#### Requirement:
Copy out the data from the line with "Target: hazmat suit sleeve" to the line with "494), (425, 503)]]", both included, keeping every character as it is.

Entries from a dataset
____________________

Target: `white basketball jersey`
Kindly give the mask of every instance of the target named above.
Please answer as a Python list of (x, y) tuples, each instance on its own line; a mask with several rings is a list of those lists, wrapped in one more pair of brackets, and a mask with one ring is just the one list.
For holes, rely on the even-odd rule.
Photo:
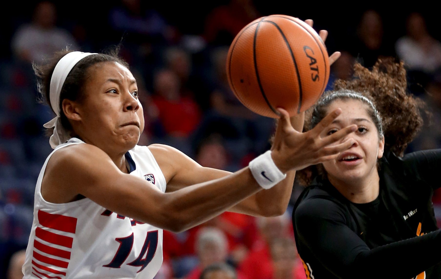
[[(24, 278), (153, 278), (162, 263), (162, 230), (112, 212), (87, 198), (63, 204), (45, 201), (35, 188), (34, 223), (23, 266)], [(165, 179), (147, 147), (126, 154), (130, 174), (165, 191)], [(146, 201), (148, 202), (148, 201)]]

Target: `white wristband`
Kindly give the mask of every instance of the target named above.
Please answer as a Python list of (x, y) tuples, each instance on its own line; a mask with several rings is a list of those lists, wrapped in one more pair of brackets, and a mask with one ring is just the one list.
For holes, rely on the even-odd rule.
[(254, 179), (264, 189), (269, 189), (286, 177), (274, 164), (270, 150), (250, 162), (248, 166)]

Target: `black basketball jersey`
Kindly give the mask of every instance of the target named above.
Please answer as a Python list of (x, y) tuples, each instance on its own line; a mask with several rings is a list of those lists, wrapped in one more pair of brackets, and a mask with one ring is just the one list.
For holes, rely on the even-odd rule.
[(441, 230), (431, 202), (441, 186), (438, 172), (441, 150), (403, 158), (386, 152), (378, 196), (361, 204), (316, 178), (293, 213), (307, 277), (441, 278)]

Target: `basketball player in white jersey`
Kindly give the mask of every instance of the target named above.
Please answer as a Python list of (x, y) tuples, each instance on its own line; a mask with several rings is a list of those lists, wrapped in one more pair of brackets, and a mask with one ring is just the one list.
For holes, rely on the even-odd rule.
[(54, 150), (37, 183), (26, 279), (153, 278), (163, 229), (182, 231), (227, 210), (281, 214), (295, 171), (335, 158), (356, 128), (320, 138), (340, 110), (302, 133), (294, 128), (301, 131), (303, 115), (292, 124), (280, 109), (272, 150), (231, 173), (169, 146), (137, 145), (142, 108), (115, 55), (65, 51), (36, 73), (56, 117), (45, 125)]

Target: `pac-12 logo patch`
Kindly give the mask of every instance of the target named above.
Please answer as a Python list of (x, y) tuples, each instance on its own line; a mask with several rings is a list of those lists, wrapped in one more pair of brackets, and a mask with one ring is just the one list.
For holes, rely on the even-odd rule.
[(150, 173), (149, 174), (146, 174), (144, 176), (144, 179), (149, 182), (154, 184), (155, 184), (155, 176)]

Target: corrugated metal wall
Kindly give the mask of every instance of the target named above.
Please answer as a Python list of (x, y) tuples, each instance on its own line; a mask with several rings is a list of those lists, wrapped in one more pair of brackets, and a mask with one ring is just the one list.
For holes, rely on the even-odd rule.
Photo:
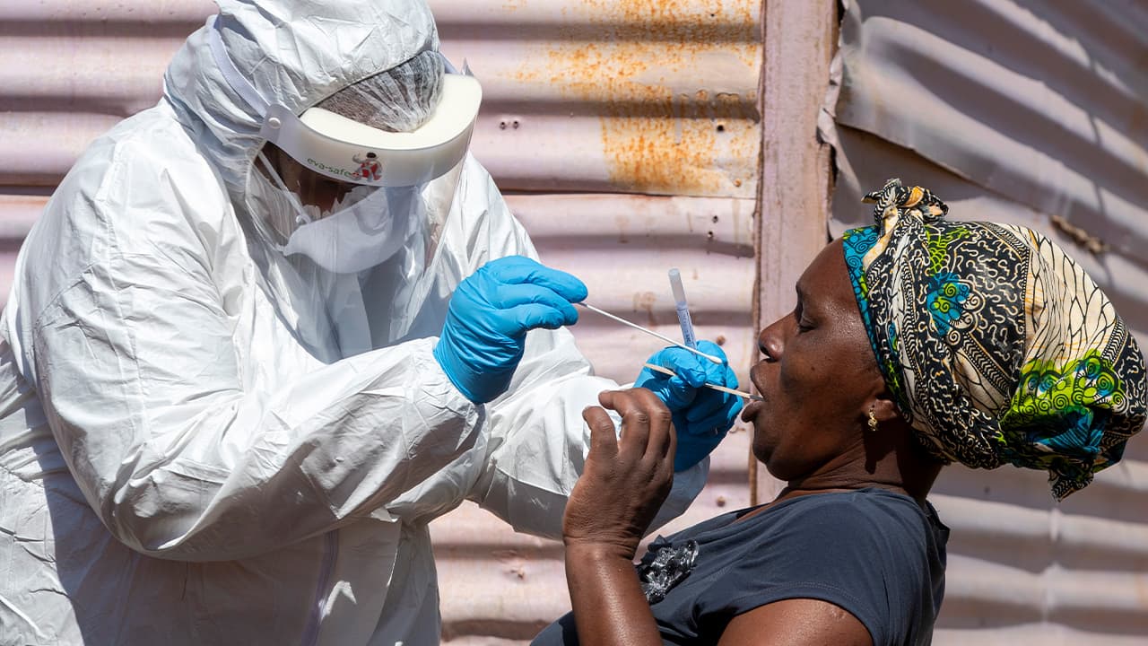
[[(678, 332), (666, 271), (680, 267), (699, 336), (724, 343), (744, 382), (758, 328), (761, 0), (430, 5), (443, 51), (483, 83), (473, 151), (543, 257), (583, 277), (595, 305), (668, 336)], [(171, 54), (214, 10), (203, 0), (0, 3), (0, 293), (77, 154), (156, 101)], [(816, 248), (824, 216), (813, 210)], [(575, 333), (598, 371), (623, 382), (659, 347), (592, 315)], [(747, 455), (736, 431), (675, 526), (747, 505)], [(452, 643), (527, 640), (568, 608), (559, 545), (473, 506), (433, 535)]]
[[(1145, 61), (1143, 2), (848, 0), (831, 228), (871, 223), (861, 195), (900, 176), (951, 217), (1050, 232), (1148, 341)], [(1148, 433), (1058, 507), (1013, 468), (933, 491), (953, 529), (934, 644), (1148, 644)]]

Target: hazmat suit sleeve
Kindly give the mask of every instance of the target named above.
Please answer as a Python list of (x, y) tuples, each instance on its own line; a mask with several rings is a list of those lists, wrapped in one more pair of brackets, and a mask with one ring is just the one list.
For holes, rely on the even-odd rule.
[[(482, 212), (465, 216), (478, 218), (471, 234), (484, 243), (473, 246), (471, 271), (513, 254), (537, 259), (526, 230), (473, 157), (467, 159), (461, 186), (463, 203), (481, 205), (472, 212)], [(582, 472), (590, 441), (582, 410), (597, 406), (602, 391), (618, 387), (592, 375), (567, 329), (532, 330), (509, 391), (487, 405), (486, 457), (470, 498), (518, 531), (561, 538), (566, 498)], [(673, 491), (650, 531), (690, 506), (705, 484), (708, 464), (703, 460), (674, 475)], [(436, 500), (432, 491), (421, 493), (427, 494), (425, 503)]]
[(223, 247), (243, 238), (212, 170), (109, 147), (30, 236), (22, 275), (41, 278), (22, 316), (61, 453), (117, 539), (174, 560), (265, 553), (378, 514), (474, 446), (483, 412), (434, 339), (290, 375), (241, 356), (236, 329), (266, 322), (220, 291), (218, 272), (255, 269), (218, 264), (246, 256)]

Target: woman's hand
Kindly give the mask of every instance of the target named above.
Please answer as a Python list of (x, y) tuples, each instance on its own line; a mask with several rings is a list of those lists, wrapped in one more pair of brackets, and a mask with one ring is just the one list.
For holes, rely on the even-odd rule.
[(621, 414), (621, 437), (603, 408), (582, 412), (590, 453), (566, 503), (563, 538), (567, 551), (605, 549), (633, 560), (674, 484), (670, 413), (645, 389), (603, 392), (598, 402)]
[(566, 585), (583, 646), (660, 645), (658, 624), (634, 569), (634, 552), (674, 484), (669, 409), (645, 389), (598, 395), (622, 415), (582, 412), (590, 425), (585, 469), (566, 503)]

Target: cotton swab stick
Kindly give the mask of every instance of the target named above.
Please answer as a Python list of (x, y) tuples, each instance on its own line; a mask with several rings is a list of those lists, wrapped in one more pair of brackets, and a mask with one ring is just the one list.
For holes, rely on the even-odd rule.
[[(662, 368), (661, 366), (654, 366), (653, 363), (644, 363), (643, 366), (653, 370), (654, 372), (661, 372), (662, 375), (669, 375), (670, 377), (677, 376), (677, 374), (670, 370), (669, 368)], [(718, 384), (701, 384), (701, 385), (704, 385), (707, 389), (713, 389), (715, 391), (721, 391), (729, 394), (736, 394), (737, 397), (742, 397), (751, 401), (765, 401), (765, 398), (762, 398), (759, 394), (750, 394), (747, 392), (735, 391), (734, 389), (727, 389), (726, 386), (719, 386)]]
[(576, 302), (574, 305), (580, 305), (580, 306), (589, 309), (590, 312), (596, 312), (596, 313), (605, 316), (606, 318), (612, 318), (612, 320), (621, 323), (622, 325), (629, 325), (630, 328), (634, 328), (635, 330), (645, 332), (645, 333), (647, 333), (647, 334), (650, 334), (652, 337), (658, 337), (659, 339), (668, 343), (669, 345), (677, 346), (677, 347), (680, 347), (682, 349), (688, 349), (688, 351), (692, 352), (693, 354), (697, 354), (698, 356), (704, 356), (704, 357), (708, 359), (709, 361), (713, 361), (714, 363), (723, 363), (723, 361), (721, 359), (718, 359), (716, 356), (714, 356), (712, 354), (706, 354), (706, 353), (701, 352), (698, 348), (693, 348), (693, 347), (690, 347), (688, 345), (682, 345), (682, 344), (675, 341), (674, 339), (672, 339), (669, 337), (659, 334), (658, 332), (654, 332), (653, 330), (647, 330), (647, 329), (643, 328), (642, 325), (638, 325), (637, 323), (630, 323), (629, 321), (622, 318), (621, 316), (614, 316), (613, 314), (611, 314), (611, 313), (608, 313), (608, 312), (606, 312), (604, 309), (598, 309), (597, 307), (594, 307), (592, 305), (587, 305), (584, 302)]

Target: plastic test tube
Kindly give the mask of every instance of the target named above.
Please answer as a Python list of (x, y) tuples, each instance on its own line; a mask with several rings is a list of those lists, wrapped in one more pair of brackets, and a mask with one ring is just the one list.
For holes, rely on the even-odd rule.
[(682, 340), (685, 345), (697, 349), (698, 340), (693, 336), (693, 321), (690, 320), (690, 307), (685, 303), (682, 272), (676, 267), (669, 270), (669, 287), (674, 291), (674, 307), (677, 309), (677, 323), (682, 326)]

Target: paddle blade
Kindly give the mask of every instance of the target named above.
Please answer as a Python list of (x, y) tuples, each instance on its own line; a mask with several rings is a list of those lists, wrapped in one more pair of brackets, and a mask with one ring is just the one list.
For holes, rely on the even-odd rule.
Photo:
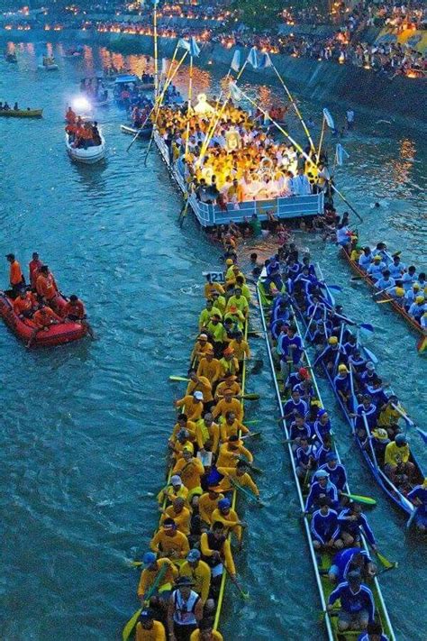
[(377, 558), (378, 559), (379, 563), (383, 567), (386, 568), (387, 570), (392, 570), (393, 568), (397, 567), (397, 563), (395, 561), (388, 561), (384, 554), (381, 554), (380, 552), (376, 552)]
[(129, 621), (124, 626), (123, 631), (122, 633), (123, 641), (128, 641), (128, 638), (132, 635), (132, 631), (135, 627), (135, 626), (138, 622), (138, 619), (140, 618), (140, 614), (141, 612), (142, 612), (142, 608), (140, 608), (140, 609), (137, 609), (135, 614), (129, 619)]
[(351, 500), (355, 500), (357, 503), (365, 503), (365, 505), (377, 505), (377, 501), (375, 500), (375, 499), (371, 499), (370, 497), (364, 497), (359, 494), (344, 494), (344, 492), (342, 492), (342, 496), (349, 497), (349, 499), (351, 499)]

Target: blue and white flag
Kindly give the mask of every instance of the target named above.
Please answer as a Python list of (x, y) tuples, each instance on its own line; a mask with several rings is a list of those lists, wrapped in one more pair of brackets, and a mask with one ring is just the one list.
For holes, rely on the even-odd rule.
[(230, 93), (232, 94), (232, 98), (236, 102), (239, 102), (243, 97), (243, 94), (235, 82), (230, 83)]
[(333, 131), (335, 129), (335, 123), (333, 122), (333, 118), (331, 115), (330, 111), (326, 109), (326, 107), (323, 109), (323, 118), (325, 119), (328, 127)]
[(195, 36), (191, 37), (190, 41), (190, 56), (193, 58), (197, 58), (197, 56), (200, 53), (200, 47), (198, 46), (197, 42), (195, 41)]
[(267, 67), (272, 67), (273, 63), (271, 58), (268, 53), (261, 53), (261, 57), (258, 65), (259, 69), (265, 69)]
[(239, 49), (236, 49), (236, 50), (234, 51), (231, 67), (233, 71), (239, 71), (239, 69), (241, 69), (241, 51)]
[(350, 155), (347, 153), (341, 142), (339, 142), (335, 148), (335, 162), (339, 167), (341, 167), (344, 164), (345, 158), (350, 158)]
[(250, 54), (248, 56), (248, 62), (250, 63), (250, 65), (252, 65), (254, 69), (258, 69), (258, 57), (256, 47), (252, 47), (252, 49), (250, 50)]
[(178, 49), (185, 49), (186, 51), (189, 51), (191, 50), (191, 45), (188, 42), (187, 40), (184, 40), (184, 38), (180, 38), (178, 40), (178, 43), (177, 45)]

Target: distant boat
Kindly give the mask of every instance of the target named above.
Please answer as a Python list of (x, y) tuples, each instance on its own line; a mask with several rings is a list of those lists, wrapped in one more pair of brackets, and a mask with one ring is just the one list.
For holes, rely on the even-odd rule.
[(9, 118), (41, 118), (42, 109), (0, 109), (0, 116)]

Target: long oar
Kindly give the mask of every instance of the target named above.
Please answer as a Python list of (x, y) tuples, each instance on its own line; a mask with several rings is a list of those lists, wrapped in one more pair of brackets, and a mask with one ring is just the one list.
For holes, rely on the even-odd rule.
[(237, 591), (239, 592), (239, 594), (241, 595), (241, 597), (245, 601), (247, 601), (248, 599), (250, 598), (250, 593), (249, 593), (248, 591), (246, 591), (245, 590), (243, 590), (243, 588), (241, 588), (241, 587), (239, 585), (239, 583), (238, 583), (238, 581), (237, 581), (237, 579), (236, 579), (234, 576), (232, 576), (232, 572), (230, 572), (230, 570), (228, 569), (228, 567), (225, 565), (225, 563), (223, 563), (223, 566), (225, 572), (227, 572), (227, 574), (229, 575), (232, 583), (236, 587)]
[(360, 496), (359, 494), (345, 494), (344, 492), (341, 492), (341, 496), (348, 497), (349, 499), (351, 499), (351, 500), (355, 500), (357, 503), (365, 503), (365, 505), (377, 505), (377, 501), (375, 500), (375, 499), (371, 499), (370, 497), (364, 497)]

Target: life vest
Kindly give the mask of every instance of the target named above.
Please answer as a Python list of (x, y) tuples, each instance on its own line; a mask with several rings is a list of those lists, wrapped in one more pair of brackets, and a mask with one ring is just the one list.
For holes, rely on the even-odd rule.
[(179, 590), (175, 590), (172, 592), (172, 598), (175, 605), (174, 621), (178, 626), (195, 626), (197, 619), (195, 616), (195, 609), (200, 597), (194, 590), (191, 591), (187, 600), (184, 600)]

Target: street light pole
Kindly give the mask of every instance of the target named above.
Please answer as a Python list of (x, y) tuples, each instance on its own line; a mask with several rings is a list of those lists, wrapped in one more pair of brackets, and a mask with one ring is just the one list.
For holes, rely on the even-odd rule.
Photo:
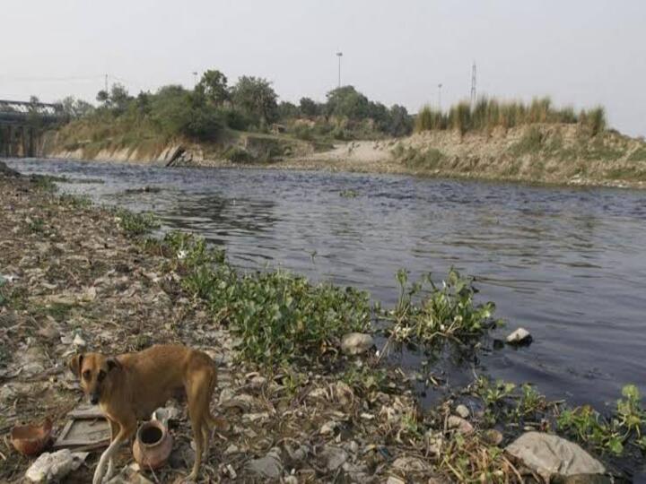
[(339, 58), (339, 89), (341, 88), (341, 57), (343, 56), (343, 52), (340, 50), (336, 53), (336, 56)]

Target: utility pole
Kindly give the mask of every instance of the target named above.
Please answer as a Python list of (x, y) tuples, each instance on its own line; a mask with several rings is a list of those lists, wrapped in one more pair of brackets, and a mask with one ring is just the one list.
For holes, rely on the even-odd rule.
[(473, 63), (471, 67), (471, 108), (476, 106), (476, 98), (477, 96), (476, 84), (476, 61)]
[(343, 52), (340, 50), (336, 52), (336, 56), (339, 58), (339, 89), (341, 88), (341, 57), (343, 57)]

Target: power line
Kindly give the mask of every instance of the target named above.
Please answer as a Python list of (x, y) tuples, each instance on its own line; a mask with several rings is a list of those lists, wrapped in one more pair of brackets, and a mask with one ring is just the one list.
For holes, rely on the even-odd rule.
[(477, 96), (476, 93), (476, 61), (473, 63), (473, 66), (471, 67), (471, 108), (476, 106), (476, 97)]

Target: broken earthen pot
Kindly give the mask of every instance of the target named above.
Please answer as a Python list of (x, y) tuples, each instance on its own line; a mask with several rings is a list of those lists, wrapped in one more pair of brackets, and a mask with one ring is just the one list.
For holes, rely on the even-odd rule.
[(19, 425), (12, 428), (12, 444), (22, 455), (31, 456), (40, 454), (49, 443), (52, 423), (45, 419), (41, 425)]
[(150, 420), (139, 428), (133, 445), (133, 455), (142, 469), (162, 467), (170, 455), (172, 436), (158, 420)]

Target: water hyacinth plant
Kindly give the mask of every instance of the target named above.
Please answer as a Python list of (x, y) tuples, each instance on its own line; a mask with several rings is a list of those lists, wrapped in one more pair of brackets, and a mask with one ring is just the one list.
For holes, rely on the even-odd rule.
[[(409, 287), (404, 270), (397, 272), (397, 281), (399, 300), (391, 314), (392, 337), (397, 341), (429, 344), (439, 337), (464, 341), (502, 324), (493, 317), (493, 302), (475, 302), (473, 279), (462, 277), (453, 268), (440, 286), (425, 277)], [(415, 304), (418, 296), (421, 301)]]
[(633, 385), (622, 390), (623, 399), (610, 418), (583, 405), (564, 410), (558, 417), (558, 429), (602, 452), (622, 455), (630, 444), (646, 452), (646, 411), (642, 395)]
[(222, 251), (190, 235), (171, 233), (163, 244), (175, 255), (184, 288), (206, 300), (214, 319), (240, 338), (246, 360), (270, 367), (314, 360), (345, 333), (370, 326), (366, 292), (312, 284), (281, 270), (241, 274)]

____________________

#### The answer:
Target: hazmat suit sleeve
Kindly give the mask of every instance of the target named above.
Please answer as a Python list of (x, y) tuples, each instance on its own line; a mask with several rings is a list of those lists, wrapped in one more pair of brackets, and a mask with one ring is just the one list.
For holes, rely on the even-odd rule.
[[(482, 212), (465, 216), (478, 218), (471, 234), (484, 243), (473, 246), (471, 271), (513, 254), (537, 259), (526, 230), (473, 157), (467, 159), (461, 186), (463, 203), (481, 205), (472, 212)], [(582, 472), (590, 441), (582, 410), (597, 406), (602, 391), (618, 387), (592, 375), (567, 329), (532, 330), (509, 391), (487, 405), (486, 457), (470, 498), (518, 531), (561, 538), (566, 498)], [(673, 491), (650, 531), (690, 506), (705, 484), (708, 464), (703, 460), (674, 475)], [(436, 500), (432, 491), (421, 493), (427, 494), (425, 503)]]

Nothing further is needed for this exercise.